EXERCISE OBJECTIVE
Exactly reproduce the lines that follow.

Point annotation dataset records
# # # #

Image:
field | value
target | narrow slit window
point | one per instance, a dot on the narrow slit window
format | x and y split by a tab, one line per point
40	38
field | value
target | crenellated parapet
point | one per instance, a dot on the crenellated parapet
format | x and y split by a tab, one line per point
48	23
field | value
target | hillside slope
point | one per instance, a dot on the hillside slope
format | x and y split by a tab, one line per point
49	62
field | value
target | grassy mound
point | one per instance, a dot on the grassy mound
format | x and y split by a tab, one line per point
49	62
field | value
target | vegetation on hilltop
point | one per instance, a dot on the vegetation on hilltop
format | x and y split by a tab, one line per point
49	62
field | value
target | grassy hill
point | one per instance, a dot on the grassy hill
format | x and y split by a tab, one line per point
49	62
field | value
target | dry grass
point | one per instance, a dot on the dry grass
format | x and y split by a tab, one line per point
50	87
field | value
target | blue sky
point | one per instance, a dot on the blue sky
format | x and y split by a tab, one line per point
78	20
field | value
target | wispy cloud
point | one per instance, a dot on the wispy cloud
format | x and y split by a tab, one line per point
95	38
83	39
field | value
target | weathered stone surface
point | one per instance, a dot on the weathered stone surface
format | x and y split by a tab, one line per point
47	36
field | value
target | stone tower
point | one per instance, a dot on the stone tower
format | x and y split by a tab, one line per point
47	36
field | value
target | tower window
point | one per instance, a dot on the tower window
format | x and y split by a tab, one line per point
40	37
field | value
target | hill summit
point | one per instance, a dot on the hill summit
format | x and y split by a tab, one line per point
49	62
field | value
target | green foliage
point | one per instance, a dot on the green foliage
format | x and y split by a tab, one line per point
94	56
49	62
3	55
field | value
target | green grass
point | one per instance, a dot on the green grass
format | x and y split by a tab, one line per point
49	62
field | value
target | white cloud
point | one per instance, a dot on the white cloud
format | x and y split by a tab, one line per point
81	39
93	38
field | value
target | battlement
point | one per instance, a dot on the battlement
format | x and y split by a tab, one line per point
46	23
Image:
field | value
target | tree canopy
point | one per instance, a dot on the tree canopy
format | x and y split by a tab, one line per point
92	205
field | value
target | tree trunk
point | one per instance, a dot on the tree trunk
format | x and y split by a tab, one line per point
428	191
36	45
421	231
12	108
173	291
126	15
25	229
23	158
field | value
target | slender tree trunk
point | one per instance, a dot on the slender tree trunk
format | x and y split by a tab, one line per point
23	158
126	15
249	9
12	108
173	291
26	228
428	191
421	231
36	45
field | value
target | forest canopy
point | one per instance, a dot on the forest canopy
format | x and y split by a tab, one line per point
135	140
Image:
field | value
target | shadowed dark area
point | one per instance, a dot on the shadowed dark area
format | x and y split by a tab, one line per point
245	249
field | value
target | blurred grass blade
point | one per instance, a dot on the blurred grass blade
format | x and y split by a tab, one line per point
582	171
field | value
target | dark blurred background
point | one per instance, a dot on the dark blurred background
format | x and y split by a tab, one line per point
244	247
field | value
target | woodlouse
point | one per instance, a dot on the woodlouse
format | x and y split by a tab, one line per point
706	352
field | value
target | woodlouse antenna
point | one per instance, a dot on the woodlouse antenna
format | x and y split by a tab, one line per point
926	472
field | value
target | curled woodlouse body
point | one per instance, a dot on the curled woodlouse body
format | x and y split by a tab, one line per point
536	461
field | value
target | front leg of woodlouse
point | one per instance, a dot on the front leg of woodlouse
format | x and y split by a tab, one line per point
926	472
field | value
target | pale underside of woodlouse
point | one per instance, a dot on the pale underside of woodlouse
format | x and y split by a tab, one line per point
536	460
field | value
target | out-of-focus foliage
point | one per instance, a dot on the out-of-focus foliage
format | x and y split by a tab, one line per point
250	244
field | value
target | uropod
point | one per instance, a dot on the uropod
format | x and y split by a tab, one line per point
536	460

# # # #

FULL ANSWER
Image:
field | value
target | narrow slit window
point | one per instance, a dot on the narrow slit window
format | x and y split by a tab, one line per point
40	38
field | value
target | crenellated parapet
point | one per instance, a dot on the crenellated parapet
format | x and y split by a tab, one line per point
48	23
field | value
target | hillside slope
point | one per instance, a dot on the hillside slope
format | x and y split by a tab, one line per point
49	62
field | value
target | grassy mound
point | one per instance, a dot on the grassy mound
format | x and y split by a tab, one line per point
49	62
field | value
target | vegetation on hilltop
point | one per instance, a dot on the vegetation on hilltop
format | x and y split by a tab, one line per point
49	62
field | value
target | grassy hill
point | one per instance, a dot on the grassy hill
format | x and y split by a tab, one line per point
49	62
field | value
target | dry grass
point | one per instance, a dot on the dry grass
format | x and y split by a tab, one line per point
50	87
field | value
target | blue sky
point | one per instance, a dot on the blue sky
format | x and y split by a tab, one line per point
78	20
field | value
target | wispy cloud
point | one per instance, a dot on the wispy cloud
format | x and y split by a tab, one line per point
95	38
83	39
field | value
target | weathered stone surface
point | one per instance, a dot on the weathered stone surface
format | x and y split by a tab, one line per point
47	36
field | value
target | stone tower
point | one per instance, a dot on the stone tower
format | x and y split by a tab, one line per point
47	36
field | value
target | tower window
point | one per instance, a dot on the tower window
format | x and y split by a tab, one line per point
40	37
field | value
target | hill summit
point | one per instance, a dot on the hill summit
format | x and y split by a tab, one line per point
49	62
field | value
target | green foliage
point | one per instance, a dot on the green foliage
format | x and y split by a tab, one line per point
94	56
49	62
3	55
field | value
target | green grass
point | one per instance, a dot on the green grass
format | x and y split by a tab, one line per point
49	62
field | value
target | white cloud
point | one per instance, a dot on the white cloud
format | x and y split by a tab, one line per point
81	39
93	38
field | value
target | battlement
point | one per instance, a dot on the battlement
format | x and y split by a tab, one line per point
46	23
Image:
field | value
target | tree canopy
point | one per instance, a dot on the tree canopy
format | x and y split by a tab, one line per point
92	205
field | value
target | tree trunk
point | one per instance, a dot on the tree trunk
format | x and y split by a tab, one line per point
428	191
36	45
421	231
12	108
173	291
126	15
25	229
23	158
field | value
target | slender tree trunk
point | one per instance, a dot on the slender tree trunk
format | x and y split by a tab, one line per point
23	158
126	15
249	9
12	108
173	291
26	228
428	191
421	231
36	45
field | value
target | forest canopy
point | one per instance, a dot on the forest canopy
format | x and y split by a tab, one line per point
135	140
Image:
field | value
target | shadowed dark area
point | one per instance, a dot on the shadowed dark area
format | x and y split by a tab, one line per point
245	249
field | value
target | blurred grass blade
point | one per instance, a dot on the blurred grass blade
format | x and y split by a tab, one line per point
582	171
field | value
target | dark blurred background
point | one per instance, a dot on the dark blurred background
format | x and y split by a tab, one line per point
244	247
field | value
target | woodlouse
point | one per instance, a dot on the woodlouse
format | x and y split by a tab, one line per point
706	352
field | value
target | woodlouse antenna
point | one per instance, a dot on the woodlouse antenna
format | x and y split by a tab, one line per point
926	472
field | value
target | curled woodlouse body
point | one per instance, a dot on the curled woodlouse body
format | x and y split by a tab, one line per point
536	461
field | value
target | front leg of woodlouse
point | one per instance, a dot on the front leg of woodlouse
format | x and y split by a tab, one line per point
926	472
field | value
target | pale underside of woodlouse
point | one per instance, a dot on the pale underside of woodlouse
format | x and y split by a tab, one line per point
536	460
field | value
target | out-of-focus foliage
point | one per instance, a dot on the out-of-focus foliage
format | x and y split by a tab, one line per point
250	244
field | value
target | uropod
point | one per instance, a dot on the uropod
format | x and y split by a tab, one line per point
536	460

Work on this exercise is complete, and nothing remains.